The data must be written out once more, precisely as given.

## Start Information given

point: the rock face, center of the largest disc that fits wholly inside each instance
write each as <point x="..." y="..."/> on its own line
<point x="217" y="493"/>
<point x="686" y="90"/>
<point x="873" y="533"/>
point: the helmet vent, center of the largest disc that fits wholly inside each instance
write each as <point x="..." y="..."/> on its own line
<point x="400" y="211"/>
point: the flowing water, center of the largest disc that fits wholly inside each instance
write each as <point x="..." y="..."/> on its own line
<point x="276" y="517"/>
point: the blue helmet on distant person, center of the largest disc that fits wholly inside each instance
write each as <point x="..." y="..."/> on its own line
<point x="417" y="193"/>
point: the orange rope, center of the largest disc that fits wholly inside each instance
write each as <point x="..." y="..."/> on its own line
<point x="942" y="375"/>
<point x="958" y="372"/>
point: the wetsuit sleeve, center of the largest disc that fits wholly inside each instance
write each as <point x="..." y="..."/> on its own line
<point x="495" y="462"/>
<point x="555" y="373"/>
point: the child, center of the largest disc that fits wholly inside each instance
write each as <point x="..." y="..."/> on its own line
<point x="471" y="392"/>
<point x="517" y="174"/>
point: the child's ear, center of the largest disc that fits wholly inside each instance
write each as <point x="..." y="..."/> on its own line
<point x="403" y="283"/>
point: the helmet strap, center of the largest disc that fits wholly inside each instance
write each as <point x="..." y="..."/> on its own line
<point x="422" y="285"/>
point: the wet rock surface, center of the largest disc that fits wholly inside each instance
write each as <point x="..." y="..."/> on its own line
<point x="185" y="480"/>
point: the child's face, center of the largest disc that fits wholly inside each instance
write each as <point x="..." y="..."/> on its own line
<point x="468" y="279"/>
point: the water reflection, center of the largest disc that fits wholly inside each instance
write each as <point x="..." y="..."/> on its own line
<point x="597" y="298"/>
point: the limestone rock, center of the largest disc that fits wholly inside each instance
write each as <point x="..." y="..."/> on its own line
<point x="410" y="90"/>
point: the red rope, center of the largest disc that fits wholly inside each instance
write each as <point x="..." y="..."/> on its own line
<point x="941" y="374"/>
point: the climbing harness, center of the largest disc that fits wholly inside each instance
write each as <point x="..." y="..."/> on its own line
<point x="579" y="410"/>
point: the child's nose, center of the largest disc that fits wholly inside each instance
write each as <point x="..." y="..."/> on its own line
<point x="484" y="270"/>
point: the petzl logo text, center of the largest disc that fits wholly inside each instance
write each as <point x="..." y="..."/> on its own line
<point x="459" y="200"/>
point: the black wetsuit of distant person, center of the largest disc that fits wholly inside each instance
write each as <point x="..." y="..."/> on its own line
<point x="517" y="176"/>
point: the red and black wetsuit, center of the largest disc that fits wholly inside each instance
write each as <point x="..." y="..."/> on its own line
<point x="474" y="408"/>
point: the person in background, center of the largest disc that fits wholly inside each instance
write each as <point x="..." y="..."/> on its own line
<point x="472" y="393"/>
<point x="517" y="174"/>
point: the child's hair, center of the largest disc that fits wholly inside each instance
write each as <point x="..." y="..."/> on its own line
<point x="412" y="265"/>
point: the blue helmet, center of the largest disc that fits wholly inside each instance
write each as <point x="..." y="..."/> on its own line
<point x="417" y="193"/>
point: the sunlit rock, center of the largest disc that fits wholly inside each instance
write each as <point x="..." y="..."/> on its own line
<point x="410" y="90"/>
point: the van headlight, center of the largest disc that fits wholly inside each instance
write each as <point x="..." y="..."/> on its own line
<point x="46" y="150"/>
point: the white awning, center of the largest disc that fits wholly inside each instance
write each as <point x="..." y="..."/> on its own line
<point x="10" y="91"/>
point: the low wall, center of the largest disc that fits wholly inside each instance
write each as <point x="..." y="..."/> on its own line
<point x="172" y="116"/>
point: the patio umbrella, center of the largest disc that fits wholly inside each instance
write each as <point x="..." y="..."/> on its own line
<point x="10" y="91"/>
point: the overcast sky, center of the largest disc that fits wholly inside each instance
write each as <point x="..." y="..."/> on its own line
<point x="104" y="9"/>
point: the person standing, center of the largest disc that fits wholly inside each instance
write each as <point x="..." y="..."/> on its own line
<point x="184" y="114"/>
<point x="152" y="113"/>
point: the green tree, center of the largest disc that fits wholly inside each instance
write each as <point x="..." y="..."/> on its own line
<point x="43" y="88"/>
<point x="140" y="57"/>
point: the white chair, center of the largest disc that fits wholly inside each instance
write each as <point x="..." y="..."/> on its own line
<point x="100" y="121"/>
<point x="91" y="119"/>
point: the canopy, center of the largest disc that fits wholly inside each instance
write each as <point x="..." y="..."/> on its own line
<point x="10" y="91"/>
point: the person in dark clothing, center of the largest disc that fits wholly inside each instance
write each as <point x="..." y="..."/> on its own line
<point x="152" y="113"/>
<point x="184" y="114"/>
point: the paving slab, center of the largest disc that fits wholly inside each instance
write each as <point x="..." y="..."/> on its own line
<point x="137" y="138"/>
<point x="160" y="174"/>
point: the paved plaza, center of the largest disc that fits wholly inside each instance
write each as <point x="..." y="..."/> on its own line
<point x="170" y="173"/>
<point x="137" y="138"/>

## End Information given

Answer to the task
point: the rock face, center of the largest disc that fits wholly inside each instance
write each as <point x="..." y="..."/> on its own line
<point x="217" y="493"/>
<point x="686" y="90"/>
<point x="873" y="533"/>
point: the helmet vent, center of the largest disc that fits wholly inside each instance
write each as <point x="..." y="..."/> on its own line
<point x="400" y="211"/>
point: the flowing water, center of the largest disc that fits wholly inside each instance
write each as <point x="..." y="..."/> on its own line
<point x="276" y="517"/>
point: the blue helmet on distant person, center of the largest disc that fits wholly inside each instance
write each as <point x="..." y="..."/> on its own line
<point x="417" y="193"/>
point: the orange rope, center of the largest disc that fits wholly inside each instance
write each as <point x="..." y="..."/> on its own line
<point x="942" y="375"/>
<point x="958" y="372"/>
point: the wetsuit sleeve, center of the largest disc that fits wholly inside each instance
write each as <point x="..." y="..."/> on its own line
<point x="495" y="462"/>
<point x="555" y="373"/>
point: the child, center of the largest disc that fits wholly inside each instance
write each as <point x="..." y="..."/> on its own line
<point x="471" y="392"/>
<point x="517" y="174"/>
point: the child's ear, center of the largest disc that fits wholly inside each instance
write each as <point x="..." y="..."/> on its own line
<point x="403" y="283"/>
point: the helmet strap, center of the largest disc that fits wholly inside each instance
write each as <point x="..." y="..."/> on its own line
<point x="422" y="285"/>
point: the wet rock surface, center of the largest disc that fits wholly inside each instance
write each as <point x="..." y="..."/> on its own line
<point x="185" y="480"/>
point: the child's face, center of the largest disc that fits wholly inside each instance
write each as <point x="..." y="..."/> on its own line
<point x="468" y="279"/>
point: the water reflection, center of the largest disc that fits wholly inside each instance
write each as <point x="..." y="..."/> on its own line
<point x="597" y="298"/>
point: the limestone rock, center of the largest disc that fits wholly inside each instance
write each as <point x="..." y="..."/> on its own line
<point x="410" y="90"/>
point: the red rope, center of the largest disc that fits wholly inside each instance
write each as <point x="..." y="..."/> on its own line
<point x="941" y="374"/>
point: the climbing harness, center of the largest disc that fits wholly inside each instance
write each as <point x="..." y="..."/> on its own line
<point x="579" y="410"/>
point: the child's nose, center of the largest disc that fits wholly inside each instance
write each as <point x="..." y="..."/> on its own line
<point x="484" y="270"/>
point: the petzl logo text, center of the largest disc that fits wholly inside each instance
write each as <point x="..." y="..."/> on its own line
<point x="459" y="200"/>
point: the black wetsuit of distant person, center of the largest disc that fits wholly inside each instance
write each as <point x="..." y="..."/> on its own line
<point x="517" y="176"/>
point: the red and black wetsuit, center of the largest disc that fits wholly inside each instance
write each as <point x="..." y="..."/> on its own line
<point x="474" y="408"/>
point: the person in background, center of the largest disc that fits wholly inside each instance
write each as <point x="..." y="..."/> on its own line
<point x="472" y="393"/>
<point x="517" y="174"/>
point: the child's hair, center of the largest disc that fits wholly inside each instance
write each as <point x="..." y="..."/> on its own line
<point x="412" y="265"/>
point: the blue helmet, center of the largest disc that fits wholly inside each instance
write each as <point x="..." y="..."/> on its own line
<point x="417" y="193"/>
point: the sunlit rock, center of the largest disc that fits wholly inside each instance
write each as <point x="..." y="..."/> on its own line
<point x="410" y="90"/>
point: the van headlight, center of the largest disc that fits wholly inside each instance
write each as <point x="..." y="..."/> on its own line
<point x="46" y="150"/>
point: the white awning, center of the largest disc that fits wholly inside each instance
write each as <point x="..." y="..."/> on its own line
<point x="10" y="91"/>
point: the low wall, center of the largest disc that fits wholly inside each instance
write each as <point x="..." y="..."/> on its own line
<point x="172" y="116"/>
point: the patio umbrella, center of the largest disc that fits wholly inside each instance
write each as <point x="..." y="..."/> on its own line
<point x="10" y="91"/>
point: the overcast sky, center of the largest disc that fits wholly inside each instance
write each as <point x="..." y="..."/> on its own line
<point x="104" y="9"/>
point: the person standing, center of the largest disc that fits wholly inside each instance
write each as <point x="..." y="..."/> on its own line
<point x="184" y="114"/>
<point x="152" y="113"/>
point: the green tree, center of the largest disc that fits wholly inside each instance
write each as <point x="..." y="..."/> on its own line
<point x="43" y="88"/>
<point x="140" y="57"/>
point: the white chair, center of the largest disc that fits wholly inside each instance
write each as <point x="..." y="..."/> on its own line
<point x="100" y="121"/>
<point x="91" y="119"/>
point: the canopy, center of the largest disc that fits wholly inside each instance
write each as <point x="..." y="..."/> on its own line
<point x="10" y="91"/>
point: the person in dark clothing, center of the largest disc that fits wholly inside each instance
write each as <point x="..." y="..."/> on its own line
<point x="152" y="113"/>
<point x="184" y="114"/>
point: the paving slab, center of the largest disc that fits wholly inside each instance
write each as <point x="..." y="..."/> on its own line
<point x="137" y="138"/>
<point x="160" y="174"/>
point: the paved plaza, center of the largest disc that fits wholly inside each instance
write each as <point x="..." y="..."/> on its own line
<point x="170" y="173"/>
<point x="137" y="138"/>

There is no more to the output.